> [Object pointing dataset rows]
•••••

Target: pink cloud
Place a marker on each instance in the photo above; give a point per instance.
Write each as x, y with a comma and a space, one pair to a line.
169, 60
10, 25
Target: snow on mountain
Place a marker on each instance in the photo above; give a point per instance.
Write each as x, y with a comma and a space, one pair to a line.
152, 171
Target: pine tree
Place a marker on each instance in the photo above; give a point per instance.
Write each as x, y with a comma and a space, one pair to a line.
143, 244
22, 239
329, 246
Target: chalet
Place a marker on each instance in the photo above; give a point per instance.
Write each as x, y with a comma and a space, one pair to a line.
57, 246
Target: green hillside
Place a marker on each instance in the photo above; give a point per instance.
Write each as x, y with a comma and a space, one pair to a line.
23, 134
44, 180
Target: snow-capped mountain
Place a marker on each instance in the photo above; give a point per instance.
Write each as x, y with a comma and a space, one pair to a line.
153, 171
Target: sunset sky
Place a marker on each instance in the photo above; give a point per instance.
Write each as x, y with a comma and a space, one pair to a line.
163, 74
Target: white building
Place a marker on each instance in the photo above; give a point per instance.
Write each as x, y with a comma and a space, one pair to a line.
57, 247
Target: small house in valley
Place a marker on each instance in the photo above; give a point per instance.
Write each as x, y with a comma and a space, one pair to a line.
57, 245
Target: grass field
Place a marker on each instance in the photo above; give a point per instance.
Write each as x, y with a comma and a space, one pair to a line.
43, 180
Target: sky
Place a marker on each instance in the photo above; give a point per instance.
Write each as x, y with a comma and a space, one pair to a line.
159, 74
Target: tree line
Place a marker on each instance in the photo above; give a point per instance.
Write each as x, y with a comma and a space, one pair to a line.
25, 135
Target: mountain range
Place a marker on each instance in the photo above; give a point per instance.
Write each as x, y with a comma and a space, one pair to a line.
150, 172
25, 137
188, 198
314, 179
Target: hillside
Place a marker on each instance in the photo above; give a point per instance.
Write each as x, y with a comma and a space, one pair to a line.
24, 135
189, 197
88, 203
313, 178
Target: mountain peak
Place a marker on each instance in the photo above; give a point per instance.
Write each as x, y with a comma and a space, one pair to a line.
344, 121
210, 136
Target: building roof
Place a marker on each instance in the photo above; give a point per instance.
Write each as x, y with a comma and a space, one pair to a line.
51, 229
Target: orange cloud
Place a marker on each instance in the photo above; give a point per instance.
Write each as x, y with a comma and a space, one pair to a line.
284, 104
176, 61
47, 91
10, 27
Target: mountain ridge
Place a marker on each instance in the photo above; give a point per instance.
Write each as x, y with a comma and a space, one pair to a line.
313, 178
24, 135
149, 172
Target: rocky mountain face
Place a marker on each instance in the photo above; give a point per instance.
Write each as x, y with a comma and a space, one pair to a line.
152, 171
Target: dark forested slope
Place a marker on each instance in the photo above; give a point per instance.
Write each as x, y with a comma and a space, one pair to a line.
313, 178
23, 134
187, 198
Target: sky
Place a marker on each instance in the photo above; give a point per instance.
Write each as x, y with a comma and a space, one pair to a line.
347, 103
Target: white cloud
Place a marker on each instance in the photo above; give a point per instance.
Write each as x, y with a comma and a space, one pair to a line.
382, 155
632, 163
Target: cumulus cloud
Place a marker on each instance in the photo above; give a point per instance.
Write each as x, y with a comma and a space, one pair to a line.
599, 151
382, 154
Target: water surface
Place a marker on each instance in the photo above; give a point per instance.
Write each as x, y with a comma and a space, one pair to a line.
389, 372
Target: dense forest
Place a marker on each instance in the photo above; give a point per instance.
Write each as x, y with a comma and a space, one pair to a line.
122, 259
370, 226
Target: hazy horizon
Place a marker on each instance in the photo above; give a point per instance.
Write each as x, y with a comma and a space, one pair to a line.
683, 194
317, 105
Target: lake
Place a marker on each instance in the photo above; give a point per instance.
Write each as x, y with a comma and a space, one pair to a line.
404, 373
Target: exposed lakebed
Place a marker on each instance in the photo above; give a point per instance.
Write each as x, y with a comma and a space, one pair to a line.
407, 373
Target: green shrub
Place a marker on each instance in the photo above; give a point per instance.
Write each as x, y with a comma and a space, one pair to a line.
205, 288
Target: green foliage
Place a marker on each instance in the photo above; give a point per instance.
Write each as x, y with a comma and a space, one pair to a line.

•••••

> [TASK REQUIREMENTS] Every record above must be duplicated exactly.

> [WRITTEN ANSWER]
Target: pink cloud
Place a marker on each instance in the photo above; give a point per instance.
Write each as x, y with a comma and a space, one pair to a line.
169, 60
10, 25
Target: snow on mountain
Place a marker on each instance in the photo above; give a point per instance.
Write each as x, y with a comma and a space, one pair to a line.
152, 171
Target: pine tree
Place a marker on each instance in the photo above; give a point per instance.
Write each as x, y with a comma and a space, one pair to a line.
143, 244
22, 239
329, 246
Target: chalet
Place a marker on each instance in the photo above; give a point per instance.
Write each as x, y with a comma and a space, one pair to a line.
57, 246
Target: green hillside
Place a marker on each instance in the photo above; give a point per instance.
Write each as x, y with a comma and a space, one pair to a line.
23, 134
44, 180
Target: snow-capped mountain
Place a marker on each instance in the photo above; give a point per instance.
Write each as x, y with a comma and a space, one pair to a line.
153, 171
Target: sunset sky
Place a marker on each instance in the photo above; give a point per instance.
Write each as x, y with a comma and a space, one pair to a line.
163, 74
Target: white building
Place a marker on each instance in the photo above; give a point per instance.
Write each as x, y with a comma and a space, one pair to a line.
57, 247
Target: small house in valley
Place a marker on each instance in the photo above; give a point per instance.
Write each as x, y with a comma and a space, one pair to a line.
57, 245
Target: grass field
Place a marker on each instance in the photo above; give a point per instance.
Write each as x, y with a comma and a space, one pair to a line.
43, 180
Target: sky
Place a marker on each instance in the photo above; give a point per instance.
Write each as x, y with a comma and a space, one pair to a line.
159, 74
Target: tree line
Place a marker on each instance in the photo above; give a point per instance.
Write each as x, y with a comma and a space, one pair to a line.
25, 135
Target: mountain range
Place a marker on each instance in the photo above; give a point per instance.
Write each as x, y with a comma and a space, one pair to a line.
150, 172
25, 137
188, 198
314, 179
Target: hillside
Place a marker on each instance in the photo above; give a point per instance.
Write each as x, y with a comma and a space, one pair to a line.
24, 135
189, 197
88, 203
313, 178
Target: mountain peak
Place a marker on each instance in the photo above; give a point per instance.
Write each as x, y with a comma and a space, one pair to a line.
344, 121
210, 136
Target: building roof
Place a marker on each instance in the photo above; give a point per instance.
Write each as x, y with a comma and a space, one pair to a line.
51, 229
Target: orange cloud
Place a marker on each instance in the photo above; give a point per instance.
Write each as x, y with a comma and a space, one pair to a line.
284, 104
176, 61
47, 91
10, 27
Target: mountain ridge
Place a marker on each instance in the photo above; give a point per instance.
Write each as x, y with a comma and a space, one pair to a line.
313, 178
24, 135
149, 172
Target: rocky mountain face
Place a marker on each instance in the photo above; give a point per instance.
Write each as x, y with a comma and a space, one pair to a line.
152, 171
Target: dark forested slope
Place a marker on each instance in the photo above; give a point per instance.
Write each as x, y with a comma and a space, one pair to a line.
313, 178
23, 134
187, 198
Target: sky
Place a marker on each instance in the photo above; give a point per instance.
Write each as x, y with a comma and a space, one pair to a line.
347, 103
Target: white cloud
Place a marker on each instance in the photo above; give a point per instance.
Write each as x, y with a comma and a space, one pair to a line.
382, 155
632, 163
Target: cumulus cloud
Place a marker on each instance in the photo above; give a point per instance.
Write each as x, y with a comma and a space, one pair to a line.
599, 151
382, 154
Target: water surface
Place a marker on each instance in the photo above; give a point per instance.
Write each as x, y with a comma and a space, one pair to a line.
389, 372
Target: dense forest
Place a marker on each instance in the photo above; give a point per instance.
Write each as x, y with a comma and a space, one pair to a line.
122, 259
370, 226
Target: hazy horizon
Place a marker on each instance in the photo above; give a point per instance.
Write each as x, y with a comma and a space, one pair to a line.
683, 194
317, 105
Target: lake
Place a marker on each instance in the photo above; give a point per instance.
Write each as x, y with a comma and a space, one pair to a line.
404, 373
Target: exposed lakebed
Place a marker on each instance in the photo above; give a point per instance.
Write each as x, y with a comma and a space, one pair to a line.
407, 373
Target: green shrub
Place a marker on each instance in the photo above; give a point per instance.
Write each as x, y with a comma and a space, one pair to a line.
205, 288
Target: green foliage
Place a marker on each instance in the photo above; give a point per instance.
Write each as x, y with a comma and a space, one pair to a line.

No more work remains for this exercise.